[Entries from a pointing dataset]
★ ★ ★ ★

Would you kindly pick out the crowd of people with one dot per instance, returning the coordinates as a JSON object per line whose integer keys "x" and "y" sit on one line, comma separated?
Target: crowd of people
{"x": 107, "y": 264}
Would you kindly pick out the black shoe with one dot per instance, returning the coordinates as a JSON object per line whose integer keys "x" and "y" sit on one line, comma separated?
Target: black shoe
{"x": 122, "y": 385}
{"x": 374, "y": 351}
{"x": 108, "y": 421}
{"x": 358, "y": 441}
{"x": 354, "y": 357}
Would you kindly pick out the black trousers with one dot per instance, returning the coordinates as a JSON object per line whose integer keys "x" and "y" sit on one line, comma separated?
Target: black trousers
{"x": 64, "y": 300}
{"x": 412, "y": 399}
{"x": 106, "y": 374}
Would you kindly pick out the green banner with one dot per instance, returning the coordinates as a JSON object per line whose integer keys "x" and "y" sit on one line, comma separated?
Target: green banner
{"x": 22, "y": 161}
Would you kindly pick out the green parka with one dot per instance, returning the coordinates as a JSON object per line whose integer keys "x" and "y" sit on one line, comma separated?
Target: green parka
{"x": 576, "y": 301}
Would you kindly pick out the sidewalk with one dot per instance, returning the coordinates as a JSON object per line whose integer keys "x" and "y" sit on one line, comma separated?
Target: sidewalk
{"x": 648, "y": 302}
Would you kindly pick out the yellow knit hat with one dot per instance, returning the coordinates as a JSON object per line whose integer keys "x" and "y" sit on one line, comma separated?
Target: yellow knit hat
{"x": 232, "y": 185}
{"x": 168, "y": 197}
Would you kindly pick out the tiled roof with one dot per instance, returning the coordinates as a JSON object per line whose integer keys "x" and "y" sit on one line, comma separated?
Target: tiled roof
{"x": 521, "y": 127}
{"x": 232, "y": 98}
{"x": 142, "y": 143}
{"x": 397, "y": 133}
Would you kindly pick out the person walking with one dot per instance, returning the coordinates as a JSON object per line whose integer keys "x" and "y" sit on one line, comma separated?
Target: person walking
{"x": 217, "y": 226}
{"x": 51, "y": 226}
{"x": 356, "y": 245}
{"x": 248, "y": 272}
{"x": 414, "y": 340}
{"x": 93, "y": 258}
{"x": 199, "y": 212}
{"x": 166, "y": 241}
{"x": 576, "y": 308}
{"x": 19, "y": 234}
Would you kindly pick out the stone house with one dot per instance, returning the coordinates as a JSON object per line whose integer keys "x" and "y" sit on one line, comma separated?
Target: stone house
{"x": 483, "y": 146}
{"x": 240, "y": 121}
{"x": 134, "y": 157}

★ ★ ★ ★

# [EXERCISE AIM]
Print all of the data above line for line, changing nothing.

# [ANSWER TO THE TASK]
Would you kindly pick out the crowd of people with one dot per instance, returning the coordinates as a JSON object per line whose integer keys "x" and "y" sit on one line, comma separated?
Target: crowd of people
{"x": 107, "y": 264}
Would you kindly pick out the black shoe with one dot per instance, returning the coordinates as a JSON object per line whose integer keys "x" and "y" sit on one line, comma separated?
Target: black shoe
{"x": 122, "y": 385}
{"x": 374, "y": 351}
{"x": 108, "y": 421}
{"x": 358, "y": 441}
{"x": 354, "y": 357}
Would you kindly pick out the black trousers with one dot per instance, returning the coordinates as a JSON object per line whose integer keys "x" and "y" sit on one line, comma separated?
Target: black trousers
{"x": 64, "y": 300}
{"x": 412, "y": 399}
{"x": 106, "y": 374}
Would you kindly pick out the green banner with one dot per instance, returning the coordinates as a JSON object per line whose integer keys "x" and "y" sit on one line, comma separated?
Target: green banner
{"x": 22, "y": 161}
Would you kindly pick out the green parka with one dot per instance, returning the coordinates as a JSON object per line whose integer keys "x" and "y" sit on one line, comma separated?
Target: green parka
{"x": 576, "y": 301}
Would you kindly pick out the sidewalk with one dot per instance, returning the coordinates as a JSON object per line whose integer keys "x" and "y" sit on one line, comma separated?
Target: sidewalk
{"x": 648, "y": 302}
Would you kindly pick out the yellow knit hat with one dot per instance, returning the coordinates as a JSON object per line whose integer keys "x" and "y" sit on one line, comma separated?
Target: yellow knit hat
{"x": 232, "y": 185}
{"x": 168, "y": 197}
Would you kindly pick out the tiled roof with one dot per instance, returning the coordinates as a JSON object per line whose integer keys "x" and "y" sit on one line, comma separated?
Target: tiled roof
{"x": 521, "y": 127}
{"x": 232, "y": 98}
{"x": 142, "y": 143}
{"x": 397, "y": 133}
Would you kindly pick out the person walking with one dot per instance, returning the coordinates as a JSON object per line whose integer keys "x" and "y" sit on one line, comma separated?
Target: person walking
{"x": 217, "y": 226}
{"x": 51, "y": 226}
{"x": 356, "y": 245}
{"x": 248, "y": 272}
{"x": 414, "y": 340}
{"x": 93, "y": 258}
{"x": 199, "y": 212}
{"x": 166, "y": 241}
{"x": 576, "y": 308}
{"x": 19, "y": 234}
Would you kindly pick out the stone house with one dot per instance, returning the coordinates as a JSON object per line whose integer keys "x" and "y" sit on one line, comma separated?
Target: stone house
{"x": 483, "y": 146}
{"x": 240, "y": 121}
{"x": 134, "y": 157}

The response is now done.